**Required action**
Collect each line of the entries that holds the string "below".

|---|

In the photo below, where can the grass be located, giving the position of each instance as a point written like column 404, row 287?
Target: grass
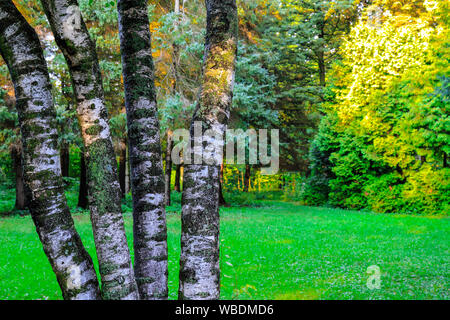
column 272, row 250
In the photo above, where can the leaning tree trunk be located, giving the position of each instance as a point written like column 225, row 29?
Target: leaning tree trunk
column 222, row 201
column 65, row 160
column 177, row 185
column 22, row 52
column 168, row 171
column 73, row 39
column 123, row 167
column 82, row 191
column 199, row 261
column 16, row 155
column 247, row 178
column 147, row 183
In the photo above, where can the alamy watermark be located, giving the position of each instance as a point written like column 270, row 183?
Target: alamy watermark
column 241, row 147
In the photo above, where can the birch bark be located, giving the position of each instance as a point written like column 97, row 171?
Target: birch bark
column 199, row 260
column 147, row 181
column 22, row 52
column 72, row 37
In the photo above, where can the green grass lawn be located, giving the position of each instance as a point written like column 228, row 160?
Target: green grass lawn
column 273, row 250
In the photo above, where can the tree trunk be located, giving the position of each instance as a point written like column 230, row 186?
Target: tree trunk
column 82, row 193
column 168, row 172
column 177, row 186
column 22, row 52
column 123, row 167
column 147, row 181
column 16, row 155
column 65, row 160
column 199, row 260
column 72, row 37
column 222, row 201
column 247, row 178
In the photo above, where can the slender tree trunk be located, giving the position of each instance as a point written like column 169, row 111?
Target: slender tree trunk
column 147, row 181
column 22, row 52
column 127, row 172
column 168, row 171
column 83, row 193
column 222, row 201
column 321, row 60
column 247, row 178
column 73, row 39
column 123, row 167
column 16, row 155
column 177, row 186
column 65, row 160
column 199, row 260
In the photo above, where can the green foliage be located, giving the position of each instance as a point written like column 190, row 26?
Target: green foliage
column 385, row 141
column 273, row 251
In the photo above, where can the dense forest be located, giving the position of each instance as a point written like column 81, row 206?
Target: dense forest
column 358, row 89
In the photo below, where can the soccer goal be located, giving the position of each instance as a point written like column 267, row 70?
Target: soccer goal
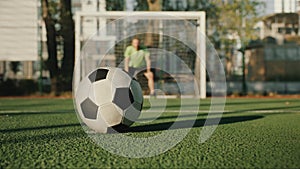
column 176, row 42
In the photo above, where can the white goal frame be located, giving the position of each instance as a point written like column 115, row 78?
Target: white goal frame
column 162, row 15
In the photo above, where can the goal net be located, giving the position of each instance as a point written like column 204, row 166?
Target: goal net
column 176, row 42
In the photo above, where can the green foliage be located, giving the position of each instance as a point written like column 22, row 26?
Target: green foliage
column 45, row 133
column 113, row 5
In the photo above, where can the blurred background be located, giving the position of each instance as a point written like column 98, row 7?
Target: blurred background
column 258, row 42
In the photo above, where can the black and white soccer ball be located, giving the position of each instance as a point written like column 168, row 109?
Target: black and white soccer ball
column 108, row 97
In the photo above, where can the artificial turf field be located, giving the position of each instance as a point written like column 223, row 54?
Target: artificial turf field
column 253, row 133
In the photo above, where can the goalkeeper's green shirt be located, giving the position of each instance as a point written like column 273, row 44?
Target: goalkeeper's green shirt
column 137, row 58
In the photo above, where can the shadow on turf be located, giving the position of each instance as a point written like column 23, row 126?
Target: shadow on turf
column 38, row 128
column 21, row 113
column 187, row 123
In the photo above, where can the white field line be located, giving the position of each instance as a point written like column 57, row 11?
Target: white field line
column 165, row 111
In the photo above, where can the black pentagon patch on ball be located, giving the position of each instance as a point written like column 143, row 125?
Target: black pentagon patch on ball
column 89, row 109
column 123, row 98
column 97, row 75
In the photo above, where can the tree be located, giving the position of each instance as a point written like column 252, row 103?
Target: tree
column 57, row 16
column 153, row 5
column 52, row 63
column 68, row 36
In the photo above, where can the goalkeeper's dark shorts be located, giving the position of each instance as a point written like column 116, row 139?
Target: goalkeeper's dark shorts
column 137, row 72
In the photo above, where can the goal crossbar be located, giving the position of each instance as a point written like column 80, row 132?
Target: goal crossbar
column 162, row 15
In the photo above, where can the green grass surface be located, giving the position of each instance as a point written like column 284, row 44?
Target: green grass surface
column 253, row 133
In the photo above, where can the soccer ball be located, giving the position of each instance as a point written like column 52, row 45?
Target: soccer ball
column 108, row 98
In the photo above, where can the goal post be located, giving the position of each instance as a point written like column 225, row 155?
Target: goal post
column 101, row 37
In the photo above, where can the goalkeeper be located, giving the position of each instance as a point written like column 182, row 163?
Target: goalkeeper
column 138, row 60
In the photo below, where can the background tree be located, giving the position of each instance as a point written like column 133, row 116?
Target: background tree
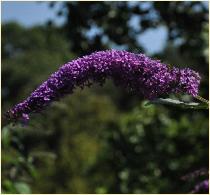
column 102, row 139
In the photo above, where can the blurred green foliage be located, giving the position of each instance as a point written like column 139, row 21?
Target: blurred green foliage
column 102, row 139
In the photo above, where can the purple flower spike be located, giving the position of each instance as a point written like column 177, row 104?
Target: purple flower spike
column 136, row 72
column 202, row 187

|---|

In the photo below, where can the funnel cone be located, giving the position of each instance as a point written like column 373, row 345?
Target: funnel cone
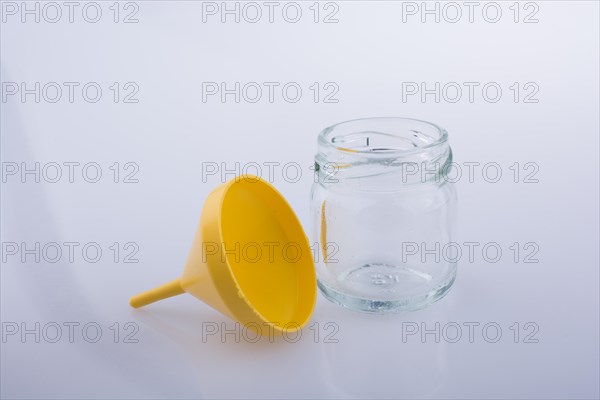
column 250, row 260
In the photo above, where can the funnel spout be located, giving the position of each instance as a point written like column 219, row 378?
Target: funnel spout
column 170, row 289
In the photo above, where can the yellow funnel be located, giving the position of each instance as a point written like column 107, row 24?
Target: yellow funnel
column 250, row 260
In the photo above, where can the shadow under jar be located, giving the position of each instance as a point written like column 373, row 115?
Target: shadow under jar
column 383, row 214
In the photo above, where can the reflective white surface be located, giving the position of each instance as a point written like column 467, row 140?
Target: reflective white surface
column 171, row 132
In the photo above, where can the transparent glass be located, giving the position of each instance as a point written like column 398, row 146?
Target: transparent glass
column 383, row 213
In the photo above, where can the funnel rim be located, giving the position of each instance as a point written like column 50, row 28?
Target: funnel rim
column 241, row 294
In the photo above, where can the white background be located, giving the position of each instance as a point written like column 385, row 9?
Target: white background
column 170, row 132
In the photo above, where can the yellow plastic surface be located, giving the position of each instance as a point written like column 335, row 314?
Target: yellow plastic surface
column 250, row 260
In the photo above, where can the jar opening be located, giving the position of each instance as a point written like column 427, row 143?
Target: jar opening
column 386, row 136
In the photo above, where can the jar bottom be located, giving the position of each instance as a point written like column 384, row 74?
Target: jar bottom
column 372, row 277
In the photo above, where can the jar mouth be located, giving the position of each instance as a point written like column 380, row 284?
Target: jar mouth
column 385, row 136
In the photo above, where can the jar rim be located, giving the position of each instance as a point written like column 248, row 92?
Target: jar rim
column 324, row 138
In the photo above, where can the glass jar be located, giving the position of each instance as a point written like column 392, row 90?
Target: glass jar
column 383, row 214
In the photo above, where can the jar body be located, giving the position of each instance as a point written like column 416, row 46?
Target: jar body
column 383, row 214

|---|

**Exercise solution**
In the photo below, where can the grass be located, giving the position of each instance as a point written like column 404, row 287?
In the photo below, where can the soccer goal be located, giving the position of each instance as a point written like column 267, row 70?
In the photo below, where can the background tree be located, giving the position of each instance as a point written like column 133, row 116?
In the photo below, where can the funnel cone be located, giving the position of each instance as a point written like column 373, row 345?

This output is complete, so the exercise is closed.